(REQUIRED WORK) Below is a listing to write out in full, exactly as given, without its pictures.

──────

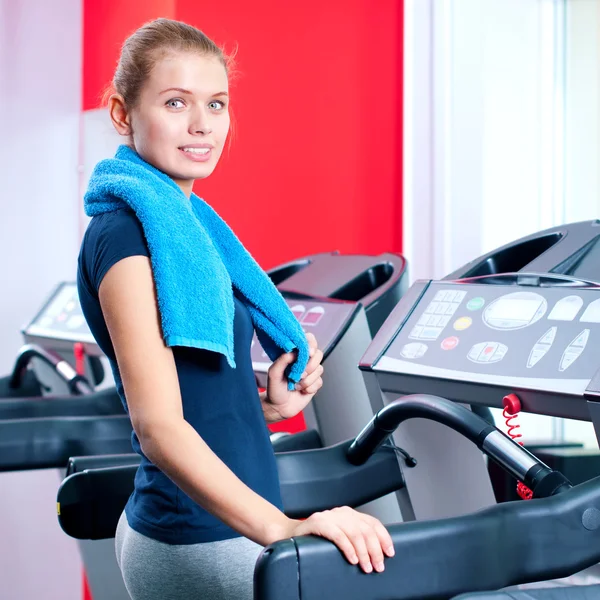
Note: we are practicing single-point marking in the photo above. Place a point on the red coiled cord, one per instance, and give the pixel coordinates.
(512, 407)
(79, 354)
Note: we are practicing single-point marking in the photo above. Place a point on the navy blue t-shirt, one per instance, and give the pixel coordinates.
(220, 403)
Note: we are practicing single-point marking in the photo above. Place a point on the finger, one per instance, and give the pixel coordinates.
(312, 340)
(357, 539)
(373, 546)
(385, 539)
(279, 366)
(312, 344)
(336, 535)
(314, 388)
(315, 361)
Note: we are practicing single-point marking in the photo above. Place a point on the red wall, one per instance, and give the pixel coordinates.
(316, 161)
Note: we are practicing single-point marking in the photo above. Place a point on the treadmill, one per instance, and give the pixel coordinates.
(341, 298)
(554, 535)
(455, 477)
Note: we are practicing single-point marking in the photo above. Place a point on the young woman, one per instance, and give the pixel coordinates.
(206, 494)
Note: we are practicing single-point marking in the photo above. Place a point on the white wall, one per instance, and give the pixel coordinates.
(482, 115)
(502, 133)
(582, 156)
(40, 102)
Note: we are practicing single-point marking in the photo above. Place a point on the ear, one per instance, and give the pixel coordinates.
(119, 115)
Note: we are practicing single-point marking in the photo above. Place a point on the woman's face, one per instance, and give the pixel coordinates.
(181, 120)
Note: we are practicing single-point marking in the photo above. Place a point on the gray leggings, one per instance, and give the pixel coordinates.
(153, 570)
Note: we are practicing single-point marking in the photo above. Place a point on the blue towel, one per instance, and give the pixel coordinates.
(196, 259)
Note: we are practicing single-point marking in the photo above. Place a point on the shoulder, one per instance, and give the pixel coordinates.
(112, 224)
(109, 238)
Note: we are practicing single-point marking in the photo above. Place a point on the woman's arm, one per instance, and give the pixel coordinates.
(149, 375)
(147, 368)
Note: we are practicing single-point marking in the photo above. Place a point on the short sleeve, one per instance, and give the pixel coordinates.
(111, 237)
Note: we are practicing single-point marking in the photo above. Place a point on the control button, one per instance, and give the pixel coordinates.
(313, 316)
(501, 350)
(592, 313)
(463, 323)
(450, 343)
(536, 354)
(298, 310)
(548, 337)
(451, 309)
(581, 339)
(568, 358)
(444, 321)
(475, 351)
(430, 333)
(441, 309)
(475, 303)
(423, 320)
(46, 321)
(566, 309)
(574, 350)
(416, 332)
(515, 310)
(487, 352)
(413, 350)
(433, 306)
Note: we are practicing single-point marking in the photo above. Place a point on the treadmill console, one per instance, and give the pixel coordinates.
(327, 319)
(531, 336)
(60, 318)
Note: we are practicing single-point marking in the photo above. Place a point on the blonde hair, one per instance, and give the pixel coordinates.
(143, 48)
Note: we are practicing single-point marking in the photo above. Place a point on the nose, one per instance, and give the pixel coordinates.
(200, 123)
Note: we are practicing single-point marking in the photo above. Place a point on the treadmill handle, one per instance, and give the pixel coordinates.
(518, 461)
(78, 384)
(530, 279)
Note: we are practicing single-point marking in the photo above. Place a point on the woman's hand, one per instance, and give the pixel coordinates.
(362, 539)
(280, 403)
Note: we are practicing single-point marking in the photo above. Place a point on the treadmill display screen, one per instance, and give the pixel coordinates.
(61, 317)
(478, 329)
(514, 311)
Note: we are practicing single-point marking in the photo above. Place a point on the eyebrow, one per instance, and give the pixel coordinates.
(183, 91)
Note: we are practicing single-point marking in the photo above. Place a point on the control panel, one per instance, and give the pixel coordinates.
(326, 319)
(537, 333)
(61, 318)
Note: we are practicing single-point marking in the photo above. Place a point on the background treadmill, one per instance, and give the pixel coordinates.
(345, 297)
(342, 299)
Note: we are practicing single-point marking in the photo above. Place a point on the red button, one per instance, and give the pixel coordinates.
(450, 343)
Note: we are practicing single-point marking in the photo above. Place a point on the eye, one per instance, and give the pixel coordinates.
(175, 103)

──────

(TASK RESPONSE)
Note: we are practicing single-point marking in the photo above. Place a point on the red coiled cord, one per instance, and give the pixel coordinates.
(512, 407)
(79, 354)
Note: we are practicing single-point marking in the photo above. Place a point on the navy blue t-shirt, one per instance, and give the pixel coordinates.
(220, 403)
Note: we are practicing single-point marking in the photo above. Place a point on the finger, one per instance, and give the pixel coordinates.
(312, 340)
(357, 539)
(373, 546)
(385, 539)
(279, 366)
(312, 344)
(336, 535)
(314, 388)
(315, 361)
Note: we are practicing single-point marking in the photo above. Place a point on the red wall, one per instance, and give the pixel coordinates.
(316, 161)
Note: we are practicing single-point marking in the photo above. Place a point on the treadmill, one per instance, and give the pixel coordinates.
(341, 298)
(554, 535)
(455, 477)
Note: we are practicing single-point marking in the photo above. Place a point on the young woman, one per instance, and give the pixel coordinates.
(206, 494)
Note: we are practicing single-point marking in the photo above. Place a point on the white wall, one per instance, and give the pixel coordinates.
(482, 115)
(502, 133)
(582, 156)
(40, 102)
Note: we are practicing single-point marking in the photo above. Place a point on the ear, one per instance, and give the pixel coordinates.
(119, 115)
Note: we are practicing single-point marking in the photo above. Place a point on the woman's face, one per instance, and give the pixel coordinates.
(181, 120)
Note: we are practicing single-point marking in the photo above. Place a point on the gray leggings, one per instance, and give the pixel coordinates.
(153, 570)
Note: we are practicing single-point marking in the photo above. Place a point on the blue towel, one per instance, and give the pixel coordinates.
(196, 259)
Note: we are practicing single-point marking in the photo above. Place a point on the shoulder, one per instance, and give the pixel coordinates.
(112, 224)
(109, 238)
Note: we are practicing single-point marking in the photo above. Place a point on the woman's arm, one per instance, and give the pixel coordinates.
(149, 375)
(147, 368)
Note: we are practicing single-point marking in the photo above. Place a point on the short sleeve, one per instance, and give the pixel coordinates.
(111, 237)
Note: we are practicing single-point marking in the photo above. Place a point on the control button, one per instance, and give the pixel coordinates.
(313, 316)
(501, 350)
(592, 313)
(463, 323)
(450, 343)
(536, 354)
(298, 310)
(548, 337)
(451, 309)
(581, 339)
(568, 358)
(444, 321)
(475, 351)
(430, 333)
(441, 309)
(475, 303)
(423, 320)
(46, 321)
(566, 309)
(574, 350)
(416, 332)
(515, 310)
(487, 352)
(413, 350)
(433, 306)
Note: we are practicing single-point marking in the photo above. Place a point on the treadmill console, one per instance, and give the pixel coordinates.
(327, 319)
(531, 336)
(60, 318)
Note: we are practicing single-point marking in the photo above. Place a point on the blonde hair, one per instance, and give the pixel coordinates.
(143, 48)
Note: we are practicing single-point marking in the photo above. Place a point on the nose, one per instance, and give the pixel coordinates.
(200, 123)
Note: we are practicing single-point marking in the photo above. Place a point on the treadmill handle, one per instance, and give the pixel coordinates.
(518, 461)
(78, 384)
(530, 279)
Note: we are practicing single-point marking in the photo above. Place a point on the woman's hand, one per instance, and give the pixel coordinates.
(362, 539)
(280, 403)
Note: we are practicing single-point marking in the photo above. Place a point on the treadmill display screen, one per instance, and give the pixel coordinates.
(61, 317)
(478, 329)
(514, 311)
Note: we are practicing single-point marking in the photo above. Place a point on the eyebrow, one per instance, and give the pixel coordinates.
(183, 91)
Note: we are practicing single-point marking in the photo above. Place a point on the control panel, one per instance, and give the pixel coordinates.
(326, 319)
(537, 333)
(61, 318)
Note: we are practicing single-point marking in the photo above. Place a point on the background treadmill, one per instance, and give the pixel coordinates.
(345, 297)
(342, 299)
Note: we are practicing single-point marking in the photo above. Place a point on the red button, one per instance, and give the pixel coordinates.
(450, 343)
Note: we are practicing single-point marking in the photo above. Place a point on the eye, one per instance, and give the pixel coordinates.
(175, 103)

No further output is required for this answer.